_Task details_. Below are some entries. Copy each line that holds the string "blouse".

(Point localization data)
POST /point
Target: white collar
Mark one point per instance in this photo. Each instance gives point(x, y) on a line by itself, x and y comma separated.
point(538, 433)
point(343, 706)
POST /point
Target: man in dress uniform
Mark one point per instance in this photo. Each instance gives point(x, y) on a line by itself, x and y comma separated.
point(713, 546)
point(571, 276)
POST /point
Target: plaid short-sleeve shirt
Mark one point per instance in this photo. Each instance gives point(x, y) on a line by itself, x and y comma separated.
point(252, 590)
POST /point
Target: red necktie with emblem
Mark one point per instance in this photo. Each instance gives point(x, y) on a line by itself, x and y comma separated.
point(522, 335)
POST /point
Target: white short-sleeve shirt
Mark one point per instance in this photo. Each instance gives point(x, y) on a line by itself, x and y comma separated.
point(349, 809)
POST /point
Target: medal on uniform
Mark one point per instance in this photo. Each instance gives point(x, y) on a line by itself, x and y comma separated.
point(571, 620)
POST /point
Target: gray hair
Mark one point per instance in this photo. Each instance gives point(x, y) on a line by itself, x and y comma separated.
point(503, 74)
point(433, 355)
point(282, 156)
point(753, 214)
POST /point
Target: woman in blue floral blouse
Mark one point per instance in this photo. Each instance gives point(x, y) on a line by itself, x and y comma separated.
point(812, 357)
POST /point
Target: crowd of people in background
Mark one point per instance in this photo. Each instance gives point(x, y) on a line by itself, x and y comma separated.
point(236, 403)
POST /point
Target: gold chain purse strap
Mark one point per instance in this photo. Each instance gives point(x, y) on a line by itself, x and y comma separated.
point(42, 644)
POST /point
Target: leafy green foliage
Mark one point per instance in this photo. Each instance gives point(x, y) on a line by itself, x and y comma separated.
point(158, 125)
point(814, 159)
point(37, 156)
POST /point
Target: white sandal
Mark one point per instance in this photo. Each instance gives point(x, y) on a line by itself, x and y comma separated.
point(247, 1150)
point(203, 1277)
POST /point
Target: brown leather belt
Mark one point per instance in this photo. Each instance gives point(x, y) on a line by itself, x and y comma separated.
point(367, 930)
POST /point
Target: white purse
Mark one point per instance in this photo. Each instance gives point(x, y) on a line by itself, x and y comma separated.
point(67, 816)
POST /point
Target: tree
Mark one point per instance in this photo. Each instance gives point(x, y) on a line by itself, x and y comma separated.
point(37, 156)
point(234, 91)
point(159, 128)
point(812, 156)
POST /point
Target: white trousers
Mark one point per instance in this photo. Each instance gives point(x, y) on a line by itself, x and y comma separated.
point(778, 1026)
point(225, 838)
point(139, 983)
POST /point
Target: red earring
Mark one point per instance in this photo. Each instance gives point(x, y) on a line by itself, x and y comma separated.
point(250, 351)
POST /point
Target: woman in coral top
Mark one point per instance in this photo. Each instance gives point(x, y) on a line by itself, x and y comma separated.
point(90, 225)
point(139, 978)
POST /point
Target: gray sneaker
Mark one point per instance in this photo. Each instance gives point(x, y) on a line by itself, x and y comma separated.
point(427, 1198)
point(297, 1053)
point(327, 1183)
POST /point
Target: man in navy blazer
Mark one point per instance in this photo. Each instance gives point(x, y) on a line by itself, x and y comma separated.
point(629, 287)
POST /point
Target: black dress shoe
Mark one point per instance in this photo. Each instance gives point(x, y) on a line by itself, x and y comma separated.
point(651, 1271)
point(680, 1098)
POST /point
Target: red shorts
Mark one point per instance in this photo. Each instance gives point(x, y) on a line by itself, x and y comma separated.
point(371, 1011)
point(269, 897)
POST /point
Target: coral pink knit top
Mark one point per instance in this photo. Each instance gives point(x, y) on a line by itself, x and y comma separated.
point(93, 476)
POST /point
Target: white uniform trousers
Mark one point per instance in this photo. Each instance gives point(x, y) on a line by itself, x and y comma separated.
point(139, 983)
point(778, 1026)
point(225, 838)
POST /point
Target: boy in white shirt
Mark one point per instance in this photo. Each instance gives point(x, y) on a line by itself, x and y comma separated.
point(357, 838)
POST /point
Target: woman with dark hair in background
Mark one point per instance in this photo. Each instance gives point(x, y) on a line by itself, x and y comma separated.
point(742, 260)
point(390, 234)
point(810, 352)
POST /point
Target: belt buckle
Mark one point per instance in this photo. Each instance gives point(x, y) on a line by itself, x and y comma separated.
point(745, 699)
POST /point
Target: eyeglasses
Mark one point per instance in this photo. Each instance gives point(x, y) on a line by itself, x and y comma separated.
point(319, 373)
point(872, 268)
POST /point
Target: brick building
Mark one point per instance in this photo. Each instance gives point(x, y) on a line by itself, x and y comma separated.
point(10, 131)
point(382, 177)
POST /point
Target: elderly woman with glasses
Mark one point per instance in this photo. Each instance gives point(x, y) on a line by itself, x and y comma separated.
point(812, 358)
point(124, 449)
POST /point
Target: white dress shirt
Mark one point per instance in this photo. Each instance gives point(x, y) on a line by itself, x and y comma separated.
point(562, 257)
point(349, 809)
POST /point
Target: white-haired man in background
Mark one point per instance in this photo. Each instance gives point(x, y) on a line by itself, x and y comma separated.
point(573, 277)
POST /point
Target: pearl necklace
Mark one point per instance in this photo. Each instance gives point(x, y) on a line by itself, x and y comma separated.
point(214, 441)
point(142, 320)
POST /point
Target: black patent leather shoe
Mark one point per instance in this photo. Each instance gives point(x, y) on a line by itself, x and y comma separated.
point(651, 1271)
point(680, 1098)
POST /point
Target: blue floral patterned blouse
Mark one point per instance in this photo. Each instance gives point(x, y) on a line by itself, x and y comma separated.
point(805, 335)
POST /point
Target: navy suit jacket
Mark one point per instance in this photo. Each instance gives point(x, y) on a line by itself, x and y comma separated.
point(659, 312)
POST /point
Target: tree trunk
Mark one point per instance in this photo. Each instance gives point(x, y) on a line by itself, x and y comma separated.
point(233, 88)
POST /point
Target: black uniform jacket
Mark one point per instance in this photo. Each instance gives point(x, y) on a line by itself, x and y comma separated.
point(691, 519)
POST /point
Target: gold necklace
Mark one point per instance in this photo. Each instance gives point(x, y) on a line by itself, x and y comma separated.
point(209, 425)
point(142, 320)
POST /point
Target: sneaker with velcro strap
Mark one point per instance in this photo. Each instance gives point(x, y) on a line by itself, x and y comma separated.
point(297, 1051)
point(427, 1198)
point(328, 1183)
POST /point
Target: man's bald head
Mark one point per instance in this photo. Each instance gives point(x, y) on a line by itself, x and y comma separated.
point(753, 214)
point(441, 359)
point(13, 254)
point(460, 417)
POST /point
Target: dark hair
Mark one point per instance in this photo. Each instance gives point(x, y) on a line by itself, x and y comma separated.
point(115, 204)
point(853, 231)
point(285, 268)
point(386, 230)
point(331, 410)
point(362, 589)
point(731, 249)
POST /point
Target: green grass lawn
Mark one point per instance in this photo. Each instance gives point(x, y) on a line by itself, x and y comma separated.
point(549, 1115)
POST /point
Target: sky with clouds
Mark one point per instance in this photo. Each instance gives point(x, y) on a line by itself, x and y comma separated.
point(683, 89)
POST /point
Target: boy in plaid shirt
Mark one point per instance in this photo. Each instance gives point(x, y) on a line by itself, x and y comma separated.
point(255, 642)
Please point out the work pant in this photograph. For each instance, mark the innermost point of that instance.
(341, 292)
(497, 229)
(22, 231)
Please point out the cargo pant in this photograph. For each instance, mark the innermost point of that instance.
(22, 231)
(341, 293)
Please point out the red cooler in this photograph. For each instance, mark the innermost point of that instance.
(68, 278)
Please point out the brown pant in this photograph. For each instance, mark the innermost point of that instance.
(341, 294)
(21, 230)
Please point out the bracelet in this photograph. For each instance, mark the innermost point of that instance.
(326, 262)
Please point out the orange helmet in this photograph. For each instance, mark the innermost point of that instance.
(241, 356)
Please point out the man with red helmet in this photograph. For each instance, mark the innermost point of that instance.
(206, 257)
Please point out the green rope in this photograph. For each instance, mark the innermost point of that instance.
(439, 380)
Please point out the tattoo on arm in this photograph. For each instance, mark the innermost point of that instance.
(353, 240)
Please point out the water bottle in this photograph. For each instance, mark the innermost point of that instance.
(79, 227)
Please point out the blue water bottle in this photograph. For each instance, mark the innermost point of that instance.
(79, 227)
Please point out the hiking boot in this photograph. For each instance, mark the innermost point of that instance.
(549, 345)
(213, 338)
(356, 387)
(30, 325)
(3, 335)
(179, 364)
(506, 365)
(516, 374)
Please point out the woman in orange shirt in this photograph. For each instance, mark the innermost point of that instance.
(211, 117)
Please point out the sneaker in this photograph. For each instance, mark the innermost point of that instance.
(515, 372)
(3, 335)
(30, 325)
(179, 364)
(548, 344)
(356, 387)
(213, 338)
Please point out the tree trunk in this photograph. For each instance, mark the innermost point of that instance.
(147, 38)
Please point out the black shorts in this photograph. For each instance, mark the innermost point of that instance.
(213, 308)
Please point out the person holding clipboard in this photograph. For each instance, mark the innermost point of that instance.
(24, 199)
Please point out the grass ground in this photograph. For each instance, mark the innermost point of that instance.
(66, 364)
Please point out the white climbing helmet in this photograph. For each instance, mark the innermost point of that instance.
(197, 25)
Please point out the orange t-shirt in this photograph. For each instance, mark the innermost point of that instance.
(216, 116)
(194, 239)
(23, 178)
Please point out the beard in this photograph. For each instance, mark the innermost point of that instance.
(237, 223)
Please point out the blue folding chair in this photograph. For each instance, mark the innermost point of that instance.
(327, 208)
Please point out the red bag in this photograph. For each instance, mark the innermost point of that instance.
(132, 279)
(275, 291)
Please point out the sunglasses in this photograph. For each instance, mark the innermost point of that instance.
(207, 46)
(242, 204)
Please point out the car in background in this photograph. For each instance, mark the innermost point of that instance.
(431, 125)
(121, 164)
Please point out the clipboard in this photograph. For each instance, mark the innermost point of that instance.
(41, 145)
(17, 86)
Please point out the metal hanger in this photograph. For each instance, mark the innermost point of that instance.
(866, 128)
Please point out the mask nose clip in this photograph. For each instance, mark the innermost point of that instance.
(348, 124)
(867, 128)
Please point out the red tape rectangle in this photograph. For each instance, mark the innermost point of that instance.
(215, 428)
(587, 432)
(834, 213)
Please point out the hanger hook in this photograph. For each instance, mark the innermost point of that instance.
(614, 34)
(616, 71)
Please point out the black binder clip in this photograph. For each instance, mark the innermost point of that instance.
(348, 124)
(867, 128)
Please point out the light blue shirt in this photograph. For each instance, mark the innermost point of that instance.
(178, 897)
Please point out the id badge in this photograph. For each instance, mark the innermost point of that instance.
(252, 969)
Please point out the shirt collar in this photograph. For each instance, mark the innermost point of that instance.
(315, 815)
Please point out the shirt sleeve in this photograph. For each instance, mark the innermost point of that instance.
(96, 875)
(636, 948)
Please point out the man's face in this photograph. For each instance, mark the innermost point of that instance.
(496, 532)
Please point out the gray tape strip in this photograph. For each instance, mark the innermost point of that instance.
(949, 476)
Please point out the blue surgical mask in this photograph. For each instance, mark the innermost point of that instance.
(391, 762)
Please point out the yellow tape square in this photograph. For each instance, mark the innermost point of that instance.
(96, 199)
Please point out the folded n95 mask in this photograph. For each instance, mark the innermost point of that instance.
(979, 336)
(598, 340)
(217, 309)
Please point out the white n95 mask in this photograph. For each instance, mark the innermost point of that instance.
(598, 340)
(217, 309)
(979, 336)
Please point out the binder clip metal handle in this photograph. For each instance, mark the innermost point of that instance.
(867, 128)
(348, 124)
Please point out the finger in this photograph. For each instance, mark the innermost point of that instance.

_Exercise output_.
Target: woman in blue floral blouse
Target: blue floral patterned blouse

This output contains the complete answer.